QUOTED PASSAGE:
==*==

At the heart of the Christmas story lies the quest to make room. Mary’s womb, the stable, reminds us that this story is not reserved for one season, when we get out the decorations and feel touched when the light goes out and Silent Night is sung. This silent night should not be reduced to celebrating “Jesus’ birthday,” as the Christmas worriers of this age have it. The silent night is ever waiting for us, time and again, looking for a space where the Divine word can become flesh and live among us. For this we need to take it to heart, as did Mary, to carry it in our womb, and to give birth to it as light into the world. This is the difficult task, and we will meet many obstacles on the way whenever we pursue it.

Thus walking the monastic rooms was our attempt to structure this quest to make space in our daily life so the Christmas story can become alive in us. As Abbot Eckert, whose German book we have used often for our reflections, says: It is about building a monastery in our heart. Or as the medieval mystic Meister Eckhart reminds us: We first need to empty the heart, so that God can write in it.

But how shall our heart become a monastery?

==*==

DATASET ROWS:
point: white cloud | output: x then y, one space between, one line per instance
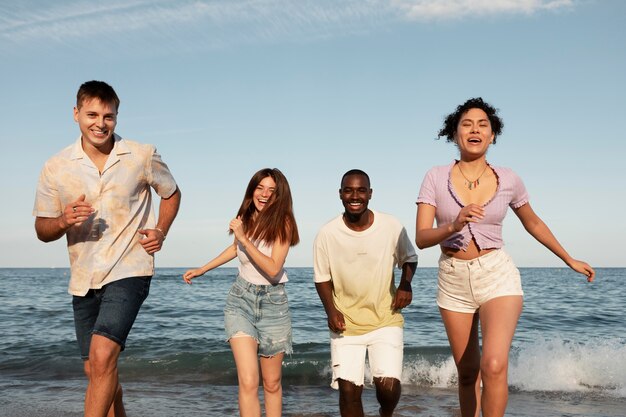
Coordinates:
219 22
446 9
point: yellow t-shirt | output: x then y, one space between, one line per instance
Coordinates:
361 268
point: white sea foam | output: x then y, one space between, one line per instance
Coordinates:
597 366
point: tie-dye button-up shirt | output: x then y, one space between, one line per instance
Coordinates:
105 247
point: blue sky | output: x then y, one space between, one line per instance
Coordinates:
317 87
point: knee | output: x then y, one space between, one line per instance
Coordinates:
272 385
102 360
468 373
349 392
249 382
387 390
493 367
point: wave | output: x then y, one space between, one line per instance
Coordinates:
596 367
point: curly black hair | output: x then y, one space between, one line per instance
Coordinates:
452 120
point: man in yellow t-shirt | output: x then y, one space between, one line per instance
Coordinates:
354 259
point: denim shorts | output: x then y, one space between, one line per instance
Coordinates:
384 349
465 285
109 311
259 311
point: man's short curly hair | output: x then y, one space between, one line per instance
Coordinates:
451 121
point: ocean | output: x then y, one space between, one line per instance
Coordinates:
568 356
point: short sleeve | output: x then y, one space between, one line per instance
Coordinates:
520 195
159 176
47 201
321 263
427 193
405 252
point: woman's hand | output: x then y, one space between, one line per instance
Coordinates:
471 213
236 225
583 268
191 274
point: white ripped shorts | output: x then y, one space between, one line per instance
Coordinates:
384 349
466 285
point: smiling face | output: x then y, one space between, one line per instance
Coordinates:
96 120
355 194
474 133
263 192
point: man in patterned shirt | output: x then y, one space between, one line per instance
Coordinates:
97 193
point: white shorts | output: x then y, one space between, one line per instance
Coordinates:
464 286
384 349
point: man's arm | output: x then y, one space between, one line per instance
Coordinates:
52 228
168 209
336 322
404 293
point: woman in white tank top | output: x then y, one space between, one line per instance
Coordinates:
264 230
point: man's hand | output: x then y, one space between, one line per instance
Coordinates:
336 322
404 295
152 241
76 212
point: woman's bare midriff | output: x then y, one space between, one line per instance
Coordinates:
472 251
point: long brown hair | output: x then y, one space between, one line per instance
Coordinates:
276 221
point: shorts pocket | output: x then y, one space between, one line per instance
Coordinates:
277 297
236 291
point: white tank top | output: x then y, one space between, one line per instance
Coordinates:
249 271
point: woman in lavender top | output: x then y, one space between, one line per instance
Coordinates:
478 282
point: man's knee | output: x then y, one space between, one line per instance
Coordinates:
388 392
349 391
103 355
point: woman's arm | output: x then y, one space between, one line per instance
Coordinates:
227 255
426 235
540 231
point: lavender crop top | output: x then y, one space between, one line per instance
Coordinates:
437 191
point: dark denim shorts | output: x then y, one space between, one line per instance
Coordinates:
109 311
260 311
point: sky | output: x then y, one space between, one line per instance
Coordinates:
224 88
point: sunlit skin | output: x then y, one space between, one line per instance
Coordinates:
355 194
245 347
497 317
96 120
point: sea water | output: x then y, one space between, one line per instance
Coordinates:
568 356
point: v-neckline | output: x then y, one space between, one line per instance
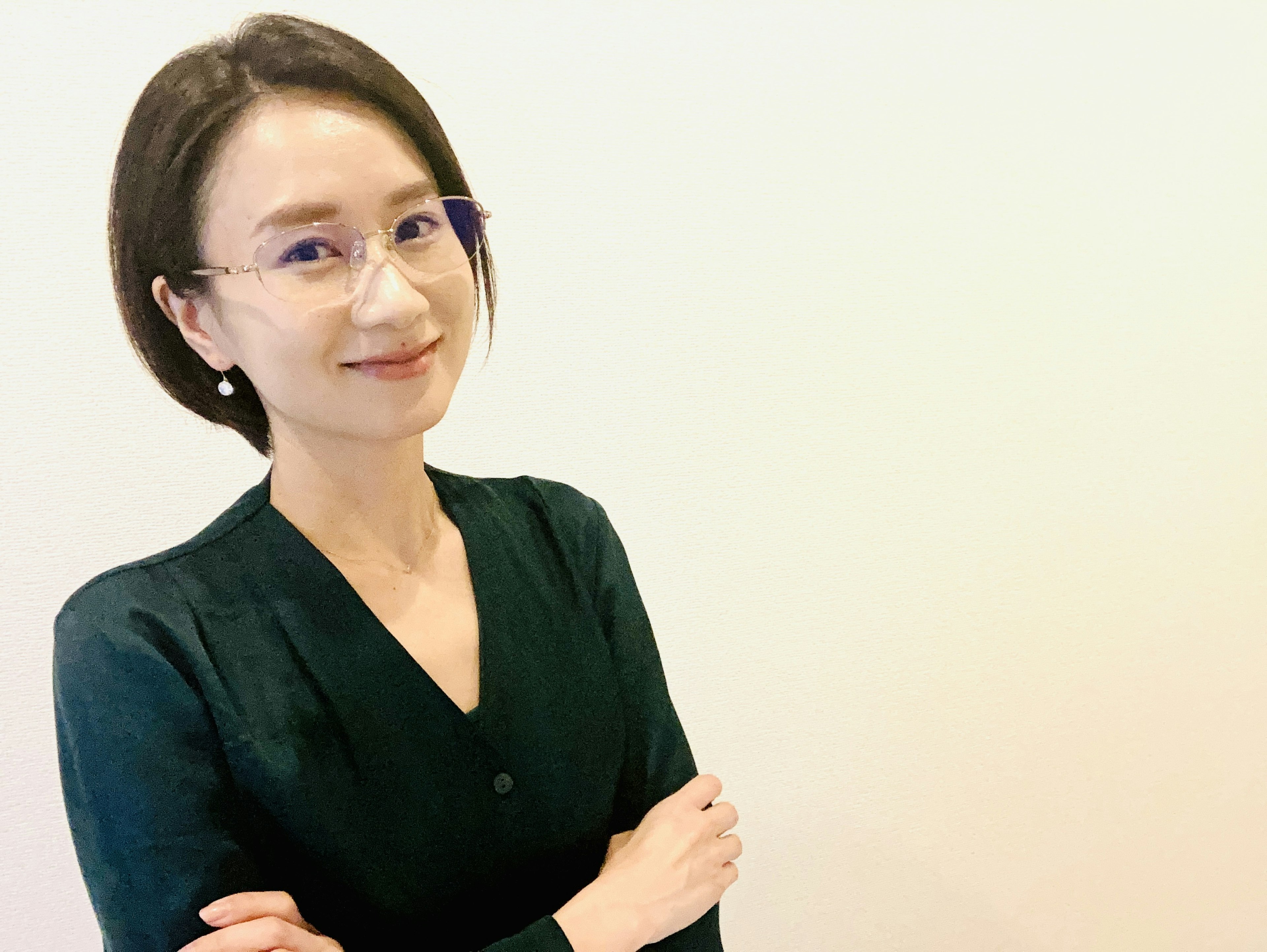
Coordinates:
451 508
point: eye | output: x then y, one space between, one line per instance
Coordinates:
419 226
309 250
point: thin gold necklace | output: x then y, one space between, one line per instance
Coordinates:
408 568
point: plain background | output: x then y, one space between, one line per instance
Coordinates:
918 353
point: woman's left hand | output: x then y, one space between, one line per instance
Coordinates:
259 922
615 845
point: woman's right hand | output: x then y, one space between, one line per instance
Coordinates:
672 870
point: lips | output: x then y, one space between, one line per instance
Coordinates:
404 357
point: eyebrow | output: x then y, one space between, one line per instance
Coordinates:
301 213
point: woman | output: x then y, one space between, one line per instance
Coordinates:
374 704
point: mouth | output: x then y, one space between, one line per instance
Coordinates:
407 364
405 357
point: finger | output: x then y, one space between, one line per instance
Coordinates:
700 792
731 847
267 935
241 907
721 817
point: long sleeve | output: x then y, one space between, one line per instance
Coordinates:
147 792
152 808
658 760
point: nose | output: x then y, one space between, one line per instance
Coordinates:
384 295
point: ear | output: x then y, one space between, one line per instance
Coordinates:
189 315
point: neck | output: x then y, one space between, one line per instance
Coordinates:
378 506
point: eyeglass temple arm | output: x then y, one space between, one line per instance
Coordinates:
225 271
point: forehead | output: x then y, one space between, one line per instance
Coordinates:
309 149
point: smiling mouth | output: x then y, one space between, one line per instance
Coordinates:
405 358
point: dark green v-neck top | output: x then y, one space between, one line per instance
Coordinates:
232 717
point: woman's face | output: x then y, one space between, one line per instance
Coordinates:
329 160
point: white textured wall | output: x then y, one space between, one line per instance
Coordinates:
935 428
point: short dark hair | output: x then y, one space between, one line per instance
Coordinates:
169 149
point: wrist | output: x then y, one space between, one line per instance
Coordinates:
597 921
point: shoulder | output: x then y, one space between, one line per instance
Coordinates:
561 504
141 591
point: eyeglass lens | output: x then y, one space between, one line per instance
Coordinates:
321 262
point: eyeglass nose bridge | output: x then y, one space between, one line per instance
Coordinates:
360 248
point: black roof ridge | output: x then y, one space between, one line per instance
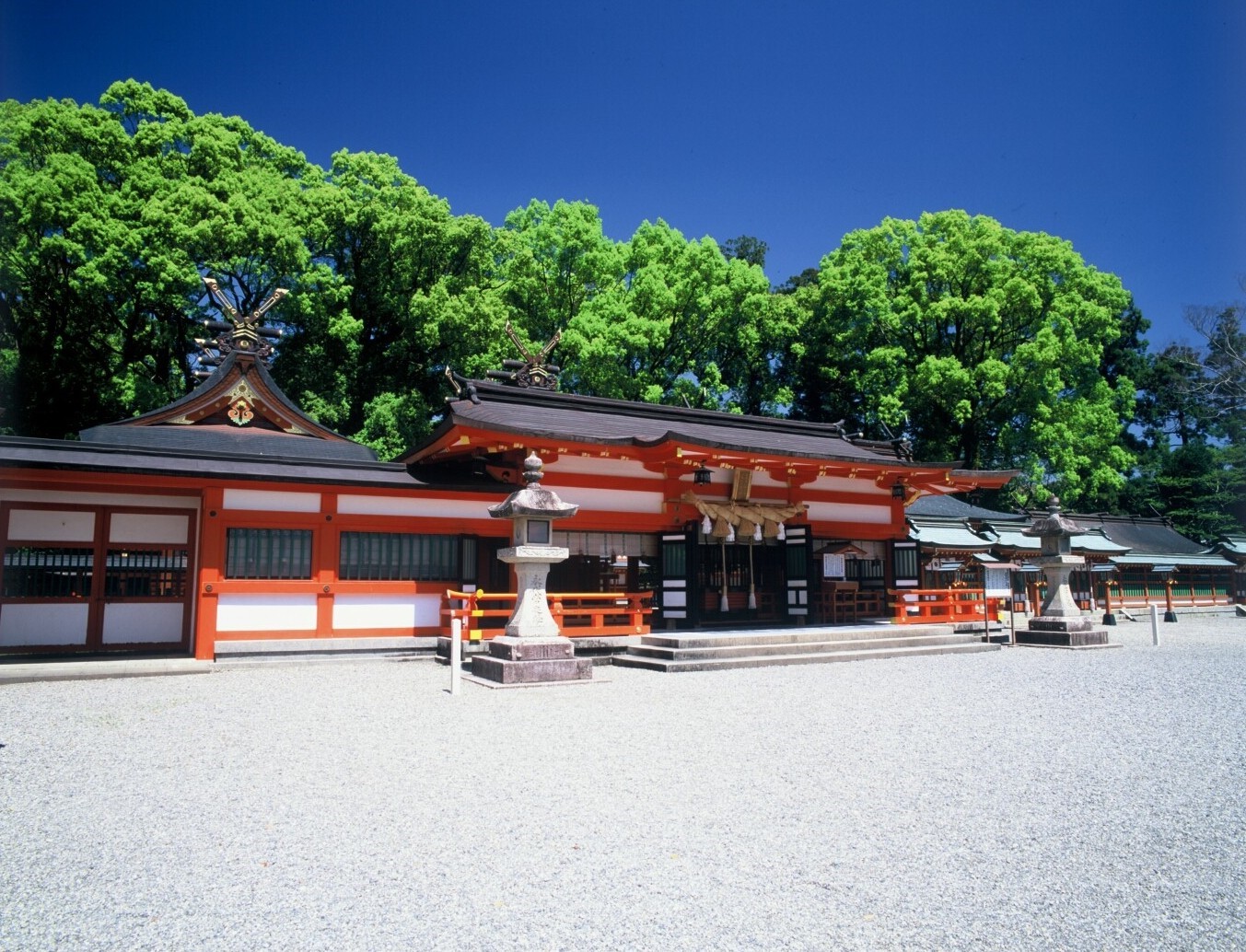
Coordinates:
639 408
137 450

==*==

WHAT IS ASKED:
1. In the Christmas reflection, what does Meister Eckhart say we must first do so that God can write in the heart?
2. Set down word for word the part of the Christmas reflection that begins at the words "Thus walking the" and stops after "write in it.".
Rely solely on the Christmas reflection when responding.

ANSWERS IN ORDER:
1. We must first empty the heart.

2.
Thus walking the monastic rooms was our attempt to structure this quest to make space in our daily life so the Christmas story can become alive in us. As Abbot Eckert, whose German book we have used often for our reflections, says: It is about building a monastery in our heart. Or as the medieval mystic Meister Eckhart reminds us: We first need to empty the heart, so that God can write in it.